→ KUTIPAN TEKS:

--------------------------------

Setiap unsur bahasa dapat, bahkan harus diberi makna yang dalam bahasa sehari-hari tidak dimilikinya. Ada dua prinsip universal utama yang berfungsi dalam kode bahasa sastra, yaitu:
a. prinsip ekuivalensi atau kesepadanan
b. prinsip deviasi atau penyimpanan
Sistem konvensi sudah tentu berbeda-beda menurut bahasanya. Sistem konvensi bersastra yang berkembang selama berabad-abad memiliki dua prinsip umum, yaitu:
1. Ada efek kesastraan yang dihasilkan oleh penyimpangan dari bahasa biasa atau dari yang diharapkan oleh pembaca.
2. Ada efek yang ditimbulkan oleh kesapadanan, gabungan bahan-bahan yang dari segi tertentu merupakan pasangan ekuivalen, juga menimbulkan hasil, efek sastra.
c. Sistem konvensi sastra tidak hanya ditentukan oleh kemungkinan, kelonggaran, dan pembatasan yang diberikan oleh sistem bahasa.
Harapan seorang pembaca ditentukan oleh sinyal yang terimanya, sebelum membaca atau sambil membaca tentang jenis sastra yang disajikan. Dalam teori sastra, masalah sistem konvensi sastra tidak hanya menentukan kemungkinan identifikasi, pengenalan, dan pemberian makna oleh pembaca. Kemampuan pembaca juga melingkupi potensi untuk memahami dan menerapkan sistem sastra baru.

--------------------------------

→ DAFTAR TERSIMPAN:
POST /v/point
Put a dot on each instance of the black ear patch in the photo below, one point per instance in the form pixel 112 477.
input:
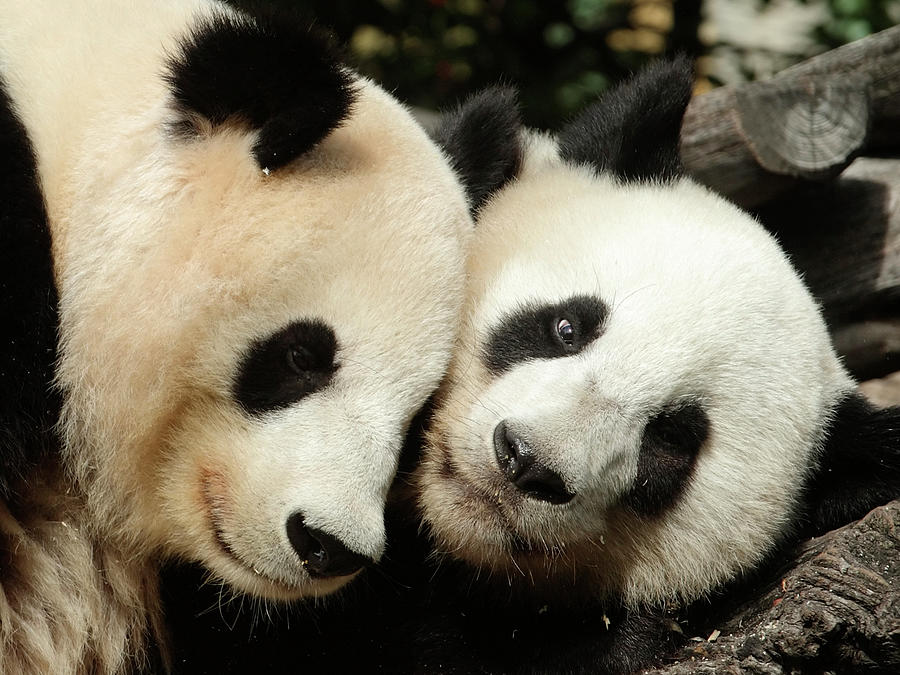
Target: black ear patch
pixel 634 130
pixel 271 71
pixel 29 404
pixel 672 439
pixel 858 468
pixel 482 139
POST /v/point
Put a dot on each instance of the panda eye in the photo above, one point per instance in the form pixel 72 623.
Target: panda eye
pixel 566 332
pixel 299 359
pixel 289 364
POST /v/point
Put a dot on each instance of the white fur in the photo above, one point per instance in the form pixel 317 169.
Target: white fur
pixel 703 304
pixel 172 255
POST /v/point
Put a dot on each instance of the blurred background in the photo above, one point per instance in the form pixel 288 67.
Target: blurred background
pixel 562 53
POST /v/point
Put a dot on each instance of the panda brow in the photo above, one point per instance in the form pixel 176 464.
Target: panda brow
pixel 528 333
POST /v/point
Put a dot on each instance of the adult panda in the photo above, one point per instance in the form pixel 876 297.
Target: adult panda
pixel 644 403
pixel 230 272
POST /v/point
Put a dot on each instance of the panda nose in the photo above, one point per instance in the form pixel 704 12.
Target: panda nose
pixel 517 460
pixel 322 554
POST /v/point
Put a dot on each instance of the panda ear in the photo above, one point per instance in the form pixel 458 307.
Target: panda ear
pixel 481 138
pixel 859 465
pixel 633 131
pixel 270 71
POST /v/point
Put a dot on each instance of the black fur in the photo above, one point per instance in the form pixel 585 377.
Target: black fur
pixel 414 616
pixel 530 332
pixel 29 404
pixel 289 365
pixel 633 131
pixel 273 72
pixel 482 139
pixel 672 439
pixel 859 466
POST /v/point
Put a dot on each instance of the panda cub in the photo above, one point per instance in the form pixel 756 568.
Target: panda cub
pixel 230 274
pixel 645 401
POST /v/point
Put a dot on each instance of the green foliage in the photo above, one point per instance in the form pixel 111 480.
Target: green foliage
pixel 854 19
pixel 559 53
pixel 432 53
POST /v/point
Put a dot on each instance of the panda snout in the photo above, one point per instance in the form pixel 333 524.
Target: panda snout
pixel 322 554
pixel 518 461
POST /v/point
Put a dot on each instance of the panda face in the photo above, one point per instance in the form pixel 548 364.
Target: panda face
pixel 259 258
pixel 638 392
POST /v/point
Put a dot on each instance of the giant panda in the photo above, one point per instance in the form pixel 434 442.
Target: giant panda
pixel 644 404
pixel 230 274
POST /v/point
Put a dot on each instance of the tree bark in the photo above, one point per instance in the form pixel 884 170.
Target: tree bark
pixel 844 237
pixel 837 609
pixel 758 140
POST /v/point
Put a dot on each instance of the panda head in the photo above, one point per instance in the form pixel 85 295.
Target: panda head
pixel 642 385
pixel 259 296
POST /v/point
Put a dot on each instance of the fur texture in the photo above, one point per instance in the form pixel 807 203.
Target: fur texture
pixel 702 421
pixel 29 406
pixel 178 258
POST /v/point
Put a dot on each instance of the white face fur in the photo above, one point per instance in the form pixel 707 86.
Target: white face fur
pixel 184 270
pixel 692 337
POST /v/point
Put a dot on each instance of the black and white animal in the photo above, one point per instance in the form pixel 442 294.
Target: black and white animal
pixel 645 401
pixel 230 274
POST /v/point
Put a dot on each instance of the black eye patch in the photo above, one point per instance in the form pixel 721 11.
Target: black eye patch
pixel 290 364
pixel 672 439
pixel 544 332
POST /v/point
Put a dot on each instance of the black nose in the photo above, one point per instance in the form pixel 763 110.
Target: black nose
pixel 322 554
pixel 518 462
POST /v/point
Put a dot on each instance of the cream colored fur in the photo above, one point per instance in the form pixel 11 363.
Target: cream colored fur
pixel 702 304
pixel 171 256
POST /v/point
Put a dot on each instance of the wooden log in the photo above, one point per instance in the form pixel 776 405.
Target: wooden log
pixel 835 609
pixel 756 141
pixel 844 237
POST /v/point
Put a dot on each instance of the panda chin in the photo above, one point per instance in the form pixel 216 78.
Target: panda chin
pixel 245 578
pixel 474 517
pixel 242 574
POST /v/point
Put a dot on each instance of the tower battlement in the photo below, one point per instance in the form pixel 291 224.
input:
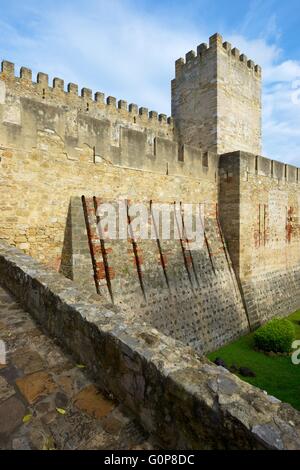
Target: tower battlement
pixel 195 58
pixel 216 98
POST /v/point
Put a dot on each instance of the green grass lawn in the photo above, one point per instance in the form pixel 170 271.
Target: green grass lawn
pixel 277 375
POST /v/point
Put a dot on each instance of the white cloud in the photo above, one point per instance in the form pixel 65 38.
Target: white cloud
pixel 281 113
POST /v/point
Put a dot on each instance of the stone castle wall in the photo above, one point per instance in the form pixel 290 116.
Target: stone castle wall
pixel 264 236
pixel 56 147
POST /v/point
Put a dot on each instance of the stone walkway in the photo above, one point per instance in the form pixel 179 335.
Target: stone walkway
pixel 47 401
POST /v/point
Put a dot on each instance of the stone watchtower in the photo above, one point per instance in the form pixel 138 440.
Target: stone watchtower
pixel 216 99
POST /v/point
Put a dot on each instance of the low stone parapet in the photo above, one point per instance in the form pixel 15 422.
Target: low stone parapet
pixel 183 400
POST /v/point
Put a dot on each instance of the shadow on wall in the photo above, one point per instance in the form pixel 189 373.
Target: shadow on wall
pixel 66 267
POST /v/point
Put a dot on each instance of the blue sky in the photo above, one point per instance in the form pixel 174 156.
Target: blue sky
pixel 127 49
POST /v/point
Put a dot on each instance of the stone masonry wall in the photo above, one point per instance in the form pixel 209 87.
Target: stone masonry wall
pixel 183 401
pixel 189 295
pixel 264 235
pixel 55 145
pixel 216 99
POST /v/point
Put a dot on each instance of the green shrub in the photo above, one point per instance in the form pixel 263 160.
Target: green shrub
pixel 276 336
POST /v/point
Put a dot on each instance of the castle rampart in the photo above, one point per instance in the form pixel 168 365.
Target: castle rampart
pixel 56 146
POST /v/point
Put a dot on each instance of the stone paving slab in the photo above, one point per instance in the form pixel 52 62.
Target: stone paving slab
pixel 47 401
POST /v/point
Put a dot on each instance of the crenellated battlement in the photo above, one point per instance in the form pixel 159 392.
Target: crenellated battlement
pixel 42 89
pixel 204 51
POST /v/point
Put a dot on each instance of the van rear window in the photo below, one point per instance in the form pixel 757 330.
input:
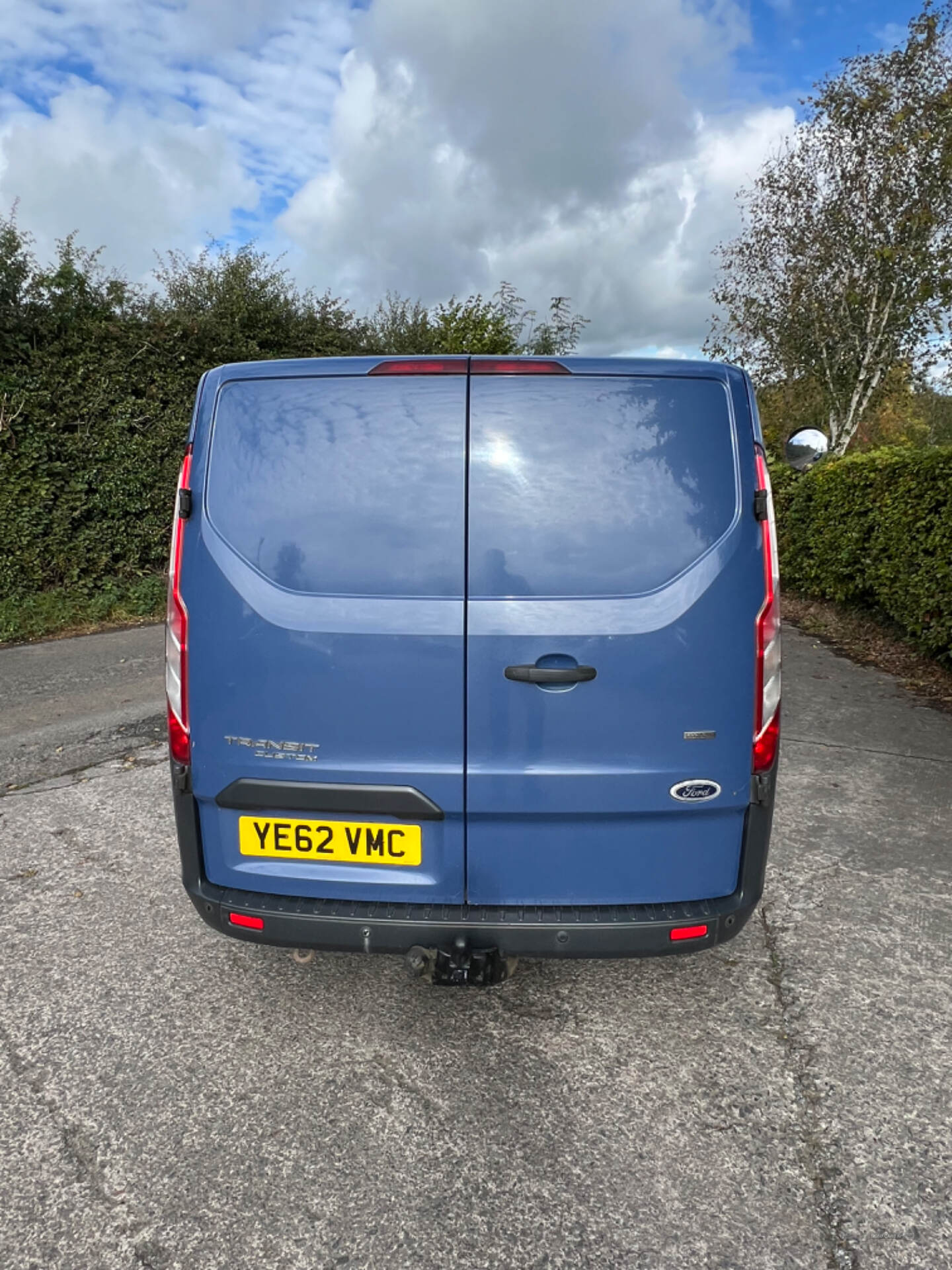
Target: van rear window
pixel 343 486
pixel 596 486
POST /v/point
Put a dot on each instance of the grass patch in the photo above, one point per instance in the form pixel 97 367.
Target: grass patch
pixel 78 611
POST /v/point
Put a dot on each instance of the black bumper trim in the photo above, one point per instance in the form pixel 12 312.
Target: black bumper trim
pixel 532 931
pixel 259 795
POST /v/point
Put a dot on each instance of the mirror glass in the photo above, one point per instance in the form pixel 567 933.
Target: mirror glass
pixel 805 447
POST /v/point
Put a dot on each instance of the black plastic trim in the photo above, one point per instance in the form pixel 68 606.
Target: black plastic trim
pixel 534 931
pixel 262 795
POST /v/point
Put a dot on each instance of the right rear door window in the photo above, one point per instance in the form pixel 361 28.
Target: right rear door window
pixel 596 486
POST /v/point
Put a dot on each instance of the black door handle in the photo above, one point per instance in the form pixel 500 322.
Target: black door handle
pixel 551 673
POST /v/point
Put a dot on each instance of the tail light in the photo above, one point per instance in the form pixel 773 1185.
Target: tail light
pixel 767 689
pixel 177 630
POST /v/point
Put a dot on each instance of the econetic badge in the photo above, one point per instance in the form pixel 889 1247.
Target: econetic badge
pixel 695 792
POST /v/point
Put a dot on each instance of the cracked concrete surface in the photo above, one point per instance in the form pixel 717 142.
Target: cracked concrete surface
pixel 172 1099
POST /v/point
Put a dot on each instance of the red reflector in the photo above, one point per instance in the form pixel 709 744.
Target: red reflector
pixel 495 366
pixel 253 923
pixel 422 366
pixel 688 933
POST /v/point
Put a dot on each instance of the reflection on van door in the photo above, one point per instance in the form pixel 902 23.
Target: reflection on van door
pixel 606 531
pixel 325 593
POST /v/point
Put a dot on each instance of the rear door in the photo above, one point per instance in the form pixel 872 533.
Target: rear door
pixel 325 593
pixel 608 527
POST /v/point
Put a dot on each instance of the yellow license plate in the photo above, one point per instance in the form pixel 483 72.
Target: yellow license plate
pixel 353 842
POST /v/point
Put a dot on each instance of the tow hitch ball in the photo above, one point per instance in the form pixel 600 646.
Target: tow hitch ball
pixel 459 966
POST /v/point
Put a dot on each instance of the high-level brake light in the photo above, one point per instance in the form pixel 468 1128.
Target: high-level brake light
pixel 509 366
pixel 767 687
pixel 177 630
pixel 423 366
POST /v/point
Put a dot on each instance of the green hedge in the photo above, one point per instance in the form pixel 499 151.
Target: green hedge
pixel 875 529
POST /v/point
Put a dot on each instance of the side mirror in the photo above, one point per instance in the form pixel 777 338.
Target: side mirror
pixel 805 447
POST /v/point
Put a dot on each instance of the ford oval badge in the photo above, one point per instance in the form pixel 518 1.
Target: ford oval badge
pixel 695 792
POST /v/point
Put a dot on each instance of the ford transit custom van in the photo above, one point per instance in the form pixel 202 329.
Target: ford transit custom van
pixel 475 658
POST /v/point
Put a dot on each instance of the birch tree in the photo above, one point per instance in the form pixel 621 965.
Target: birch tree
pixel 843 267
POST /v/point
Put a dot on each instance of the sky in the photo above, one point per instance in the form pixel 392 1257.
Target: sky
pixel 582 148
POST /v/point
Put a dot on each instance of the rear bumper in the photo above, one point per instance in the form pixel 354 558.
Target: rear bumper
pixel 349 926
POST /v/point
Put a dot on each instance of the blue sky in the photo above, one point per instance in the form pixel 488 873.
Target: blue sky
pixel 426 146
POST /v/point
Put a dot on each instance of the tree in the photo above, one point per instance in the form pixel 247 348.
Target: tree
pixel 500 325
pixel 843 269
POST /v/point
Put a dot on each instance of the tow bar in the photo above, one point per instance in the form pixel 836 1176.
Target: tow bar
pixel 460 966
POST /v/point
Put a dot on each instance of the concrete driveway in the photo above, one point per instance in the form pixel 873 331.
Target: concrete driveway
pixel 172 1099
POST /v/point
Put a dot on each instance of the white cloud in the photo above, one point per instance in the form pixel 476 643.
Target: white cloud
pixel 426 146
pixel 147 125
pixel 551 144
pixel 120 177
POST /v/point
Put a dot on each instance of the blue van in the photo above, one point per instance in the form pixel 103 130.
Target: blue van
pixel 475 657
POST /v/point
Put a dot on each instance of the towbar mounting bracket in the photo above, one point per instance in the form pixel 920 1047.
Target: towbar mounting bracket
pixel 459 966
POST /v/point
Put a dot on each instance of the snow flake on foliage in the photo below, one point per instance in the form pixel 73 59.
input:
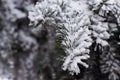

--------------------------------

→ KUMPULAN SOAL:
**a.** Tampilkan kembali tanpa perubahan bagian daftar dari awal daftar sampai dengan baris yang memuat "pixel 528 333", termasuk kedua ujungnya. Jangan sertakan gambar dalam jawaban.
**b.** Teruskan teks tentang konvensi sastra dengan bagian berikutnya, dimulai sesudah kalimat terakhirnya.

→ JAWABAN SETIAP TUGAS:
**a.**
POST /v/point
Put a dot on each instance of the black ear patch in the photo below, one point per instance in the form pixel 112 477.
input:
Target: black ear patch
pixel 634 130
pixel 271 71
pixel 29 404
pixel 672 439
pixel 858 468
pixel 482 139
POST /v/point
Put a dot on each instance of the panda eye in the photo above, one point per instance in the form pixel 72 623.
Target: panda eye
pixel 566 332
pixel 299 359
pixel 289 364
POST /v/point
Put a dot on each instance of the white fur in the photo above, one point per instance in the form pixel 317 169.
Target: white fur
pixel 703 304
pixel 172 255
POST /v/point
Put a dot on each instance of the blurred background in the photo above, one point per instance in the form pixel 288 67.
Target: blurred background
pixel 562 53
POST /v/point
Put a dot on each instance of the panda brow in the photo above, one point per instance in the form pixel 176 464.
Target: panda brow
pixel 528 333

**b.**
d. Konvensi kode sastra.
Karya sastra merupakan dunia yang otonom, yang tidak terikat pada dunia nyata dan makna unsur bahasa yang dipakai di dalamnya.
Misalnya : umurku tiga belas tahun waktu ayahku meninggal
Ini disajikan beberapa data kepada pembaca roman, yang tidak bermakna apa pun juga di luar roman ini. Konvensi hukum yang biasa muncul adalah hukum alam, hukum probality, atau hukum tata susila serta hukum agama sering berbeda. Bahkan pengarang roman seringkali dengan sengaja atau tidak membiarkan kita mengenal kembali yang kita ketahui dari dunia nyata. Banyak pengarang roman untuk menciptakan dunia rekaan yang terlalu mirip dengan dunia nyata tidak boleh menggoda kita untuk menghilangkan perbedaan kualitif dan fundamental antara dua macam dunia.
Pencampurbauran antara dunia imajinasi dan dunia nyata sering terjadi pada karangan. Misalnya dalam perkara sensur, dengan penerapan ukuran atau norma tata susila atau agama atau politik pada karya sastra, biasanya perkara semacam itu timbul dari salah paham mengenai sifat sejati sebuah karya seni.
e. Adanya relavansi signitif antara dunia rekaan dengan data bahasa karya sastra.
f. Karya sastra merupakan keseluruhan yang mempunyai struktur yang konsisten dan koluren.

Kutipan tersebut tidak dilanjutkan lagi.